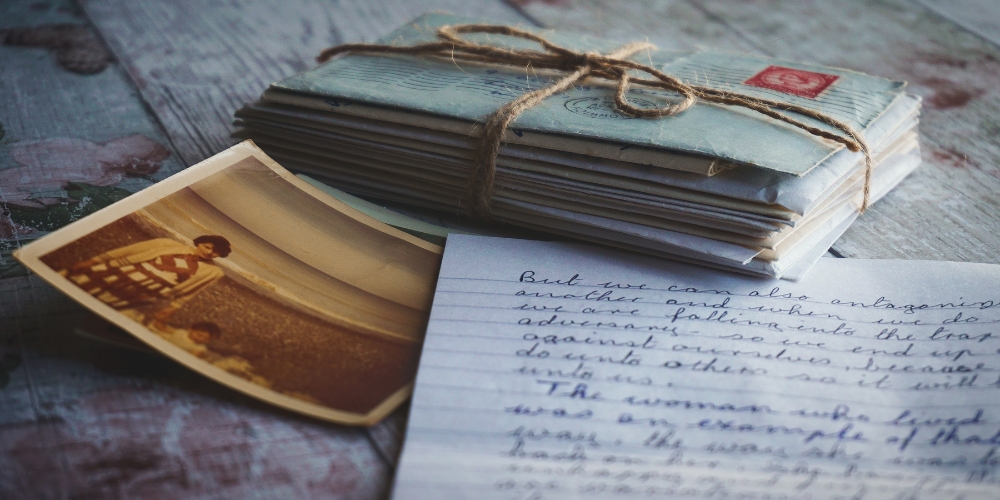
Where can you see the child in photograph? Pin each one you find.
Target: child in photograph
(149, 271)
(195, 339)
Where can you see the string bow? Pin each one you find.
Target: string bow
(578, 66)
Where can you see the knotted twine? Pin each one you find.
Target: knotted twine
(579, 66)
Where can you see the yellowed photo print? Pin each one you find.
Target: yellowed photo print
(259, 281)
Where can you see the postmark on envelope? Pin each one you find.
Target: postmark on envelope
(792, 81)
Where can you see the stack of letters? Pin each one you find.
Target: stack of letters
(719, 185)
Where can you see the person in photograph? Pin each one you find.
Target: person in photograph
(194, 339)
(152, 271)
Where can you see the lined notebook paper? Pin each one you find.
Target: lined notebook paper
(555, 371)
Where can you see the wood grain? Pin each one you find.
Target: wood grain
(195, 62)
(82, 420)
(981, 17)
(948, 209)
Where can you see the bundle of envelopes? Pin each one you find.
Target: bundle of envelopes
(715, 184)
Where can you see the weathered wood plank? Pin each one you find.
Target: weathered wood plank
(195, 62)
(948, 209)
(195, 75)
(79, 419)
(981, 17)
(83, 420)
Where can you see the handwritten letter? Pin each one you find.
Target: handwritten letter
(554, 370)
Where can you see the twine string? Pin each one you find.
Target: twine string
(579, 66)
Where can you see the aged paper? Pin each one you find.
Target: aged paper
(258, 280)
(554, 370)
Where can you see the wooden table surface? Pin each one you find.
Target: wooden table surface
(81, 81)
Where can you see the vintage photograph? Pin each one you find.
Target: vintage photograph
(254, 278)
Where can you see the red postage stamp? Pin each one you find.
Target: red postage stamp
(792, 81)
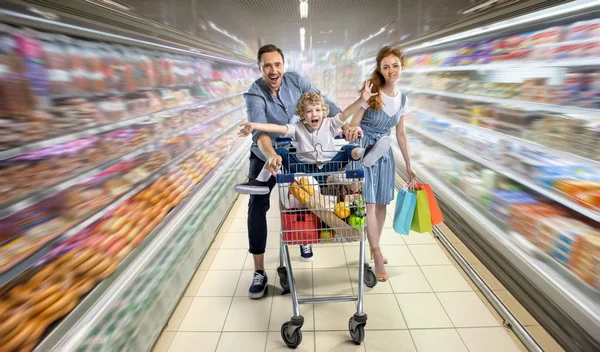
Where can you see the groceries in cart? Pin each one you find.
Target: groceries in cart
(314, 137)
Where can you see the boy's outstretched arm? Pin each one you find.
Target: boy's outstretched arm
(249, 127)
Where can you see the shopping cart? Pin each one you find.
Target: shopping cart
(320, 206)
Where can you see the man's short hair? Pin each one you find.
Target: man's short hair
(269, 48)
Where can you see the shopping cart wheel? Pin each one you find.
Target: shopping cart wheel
(357, 331)
(292, 339)
(370, 277)
(282, 272)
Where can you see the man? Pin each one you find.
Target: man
(271, 99)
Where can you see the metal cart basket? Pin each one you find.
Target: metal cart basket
(319, 206)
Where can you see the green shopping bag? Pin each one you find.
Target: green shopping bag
(422, 219)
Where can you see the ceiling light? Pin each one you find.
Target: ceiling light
(560, 10)
(368, 38)
(302, 38)
(303, 8)
(224, 32)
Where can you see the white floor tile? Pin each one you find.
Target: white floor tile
(466, 309)
(383, 313)
(246, 314)
(194, 341)
(229, 259)
(408, 279)
(275, 343)
(206, 314)
(331, 282)
(447, 340)
(337, 342)
(445, 278)
(252, 341)
(387, 341)
(423, 311)
(488, 340)
(429, 254)
(219, 283)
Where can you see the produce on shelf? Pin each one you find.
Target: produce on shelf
(52, 85)
(29, 229)
(73, 268)
(578, 40)
(553, 229)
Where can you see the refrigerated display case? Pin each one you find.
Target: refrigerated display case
(506, 127)
(117, 165)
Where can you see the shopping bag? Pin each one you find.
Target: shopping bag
(421, 221)
(434, 208)
(406, 202)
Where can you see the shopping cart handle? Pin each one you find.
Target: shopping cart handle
(357, 173)
(285, 178)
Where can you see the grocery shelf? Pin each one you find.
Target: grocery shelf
(11, 153)
(520, 141)
(77, 328)
(527, 105)
(574, 298)
(17, 270)
(585, 62)
(48, 192)
(490, 164)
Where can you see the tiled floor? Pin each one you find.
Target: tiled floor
(427, 304)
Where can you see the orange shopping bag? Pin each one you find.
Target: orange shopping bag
(434, 208)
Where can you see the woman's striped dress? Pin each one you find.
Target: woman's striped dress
(380, 178)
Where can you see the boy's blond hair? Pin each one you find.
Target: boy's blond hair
(315, 99)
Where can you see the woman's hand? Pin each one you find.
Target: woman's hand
(246, 129)
(352, 133)
(273, 164)
(366, 93)
(412, 176)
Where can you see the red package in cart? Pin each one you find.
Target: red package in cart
(300, 227)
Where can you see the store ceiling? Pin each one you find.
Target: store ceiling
(333, 24)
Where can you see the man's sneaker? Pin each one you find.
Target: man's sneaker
(306, 253)
(259, 285)
(375, 151)
(252, 187)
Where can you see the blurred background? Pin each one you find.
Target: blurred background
(119, 151)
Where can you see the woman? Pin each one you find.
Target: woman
(377, 117)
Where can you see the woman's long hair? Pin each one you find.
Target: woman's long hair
(377, 79)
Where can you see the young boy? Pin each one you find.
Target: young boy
(315, 141)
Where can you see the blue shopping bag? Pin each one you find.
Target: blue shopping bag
(406, 202)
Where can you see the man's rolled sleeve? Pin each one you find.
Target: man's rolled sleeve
(291, 133)
(255, 109)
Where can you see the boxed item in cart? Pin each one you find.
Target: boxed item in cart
(585, 260)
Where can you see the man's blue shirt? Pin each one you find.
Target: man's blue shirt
(263, 106)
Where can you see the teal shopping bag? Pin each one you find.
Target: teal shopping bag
(421, 221)
(406, 202)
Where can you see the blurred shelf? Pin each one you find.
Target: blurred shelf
(173, 249)
(11, 153)
(550, 193)
(520, 141)
(587, 62)
(38, 196)
(579, 301)
(24, 265)
(526, 105)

* * *

§ **WHAT IS BEING ASKED**:
Pictures are to be left out while the lines from the beginning of the records through the line with "Where can you see the postmark" are copied word for word.

§ **OUTPUT FOR THIS EXERCISE**:
Where can you see the child in photograph? Pin each one you find.
Target: child in photograph
(149, 271)
(195, 339)
Where can you see the string bow? Pin each one you find.
Target: string bow
(578, 66)
Where can you see the knotted twine? Pin each one you find.
Target: knotted twine
(579, 66)
Where can you see the yellowed photo print? Pin each one you find.
Target: yellowed photo print
(259, 281)
Where can you see the postmark on envelope? Pin each one you find.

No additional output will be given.